### What you will do
In full and exactly, please return the records, but keep out the pictures.

──────── Records supplied

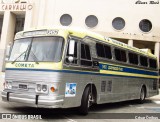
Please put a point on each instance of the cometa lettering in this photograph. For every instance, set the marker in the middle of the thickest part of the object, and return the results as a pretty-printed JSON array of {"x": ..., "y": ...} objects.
[
  {"x": 16, "y": 7},
  {"x": 24, "y": 65}
]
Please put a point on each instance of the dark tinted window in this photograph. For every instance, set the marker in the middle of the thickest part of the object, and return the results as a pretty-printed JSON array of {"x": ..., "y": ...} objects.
[
  {"x": 75, "y": 58},
  {"x": 85, "y": 55},
  {"x": 152, "y": 63},
  {"x": 107, "y": 50},
  {"x": 120, "y": 55},
  {"x": 103, "y": 51},
  {"x": 100, "y": 50},
  {"x": 143, "y": 61},
  {"x": 133, "y": 58}
]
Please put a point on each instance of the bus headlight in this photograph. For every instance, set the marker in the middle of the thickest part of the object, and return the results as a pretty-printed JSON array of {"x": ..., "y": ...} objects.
[
  {"x": 41, "y": 88},
  {"x": 8, "y": 85}
]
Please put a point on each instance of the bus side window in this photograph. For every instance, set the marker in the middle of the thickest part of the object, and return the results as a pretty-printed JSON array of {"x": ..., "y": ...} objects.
[
  {"x": 74, "y": 55},
  {"x": 152, "y": 63},
  {"x": 133, "y": 58},
  {"x": 120, "y": 55},
  {"x": 85, "y": 55},
  {"x": 143, "y": 61}
]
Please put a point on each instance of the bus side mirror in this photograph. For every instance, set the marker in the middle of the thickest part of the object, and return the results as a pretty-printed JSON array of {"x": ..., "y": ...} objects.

────────────────

### Answer space
Please put a point on each instance of the cometa lettering in this photograph. For every instance, set the marker in the middle of the thickest part of the object, and return the results as a pretty-printed JSON array of {"x": ..., "y": ...} objects.
[
  {"x": 16, "y": 7},
  {"x": 24, "y": 65}
]
Please put a point on each instance of the dark tinted window in this photograph. For every instance, set the marker in the middle of the thickest part of the object, and return the results as a pretty-printed JSON array of {"x": ..., "y": ...} objects.
[
  {"x": 75, "y": 58},
  {"x": 85, "y": 55},
  {"x": 152, "y": 63},
  {"x": 107, "y": 50},
  {"x": 120, "y": 55},
  {"x": 103, "y": 51},
  {"x": 100, "y": 50},
  {"x": 143, "y": 61},
  {"x": 133, "y": 58}
]
Please put a point on each instance of the bus headlight in this photograph. For every instance, set the marker in the middle of the thickest part of the object, and return the results as a pretty-printed JSON array of {"x": ..., "y": ...} objects.
[
  {"x": 41, "y": 88},
  {"x": 8, "y": 85}
]
Please put a point on each instance of the bus side window in this photograph. For every instance, set the marker in the middle of the thickest part of the object, and return the results as a pretty-printed JSON array of {"x": ..., "y": ...} objects.
[
  {"x": 74, "y": 55},
  {"x": 152, "y": 63},
  {"x": 133, "y": 58},
  {"x": 120, "y": 55},
  {"x": 85, "y": 55},
  {"x": 143, "y": 61}
]
Please put a point on each instance of the bus side mirror in this photograph. For every instance, set the marker in the middle of the thickest part of the object, and return the results as a pretty-printed JSON array of {"x": ..., "y": ...} objects.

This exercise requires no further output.